(Source records)
* * *

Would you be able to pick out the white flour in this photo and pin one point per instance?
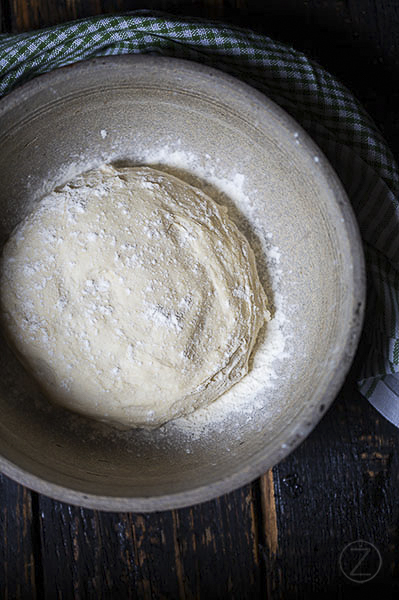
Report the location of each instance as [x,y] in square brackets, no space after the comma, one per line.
[245,399]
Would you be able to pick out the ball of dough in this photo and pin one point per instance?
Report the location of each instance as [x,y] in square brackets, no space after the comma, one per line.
[131,296]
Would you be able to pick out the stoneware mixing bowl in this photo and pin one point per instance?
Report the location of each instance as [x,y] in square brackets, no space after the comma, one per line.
[220,134]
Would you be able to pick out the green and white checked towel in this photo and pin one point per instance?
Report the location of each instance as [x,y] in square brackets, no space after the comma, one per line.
[325,108]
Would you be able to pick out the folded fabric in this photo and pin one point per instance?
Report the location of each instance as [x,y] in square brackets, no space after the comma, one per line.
[320,103]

* * *

**Work to complete:**
The output must be every line of the records, printed exactly, with the pictures omitted.

**Task output:**
Would you be able to pick out the white flour in this photo and pin one point per instance?
Report the location of each instance as [x,y] in square brackets, no space after the comma, one per line.
[245,399]
Would you be able to pick out the ball of dough in this photo and pin one point per instance?
Report the location of each instance as [x,y] in square brackets, no space after the comma, one per line.
[131,296]
Would you be able to pick out the stoneware mixing bowl in this photo and pin one point per instance?
Report the location of each instance as [x,y] in square brackets, no space after the comma, one per line.
[220,134]
Would you be able to pick out the green and white checked towel in this photo and pin one point per instance?
Report the location of each instance as [x,y] in square brackets, no space after the comma, one per line.
[325,108]
Would you be able to pick out the folded fabric in this photo and pin one point per instance?
Report the location of each instance as [x,y] in square brackets, no space after the comma, one per line.
[320,103]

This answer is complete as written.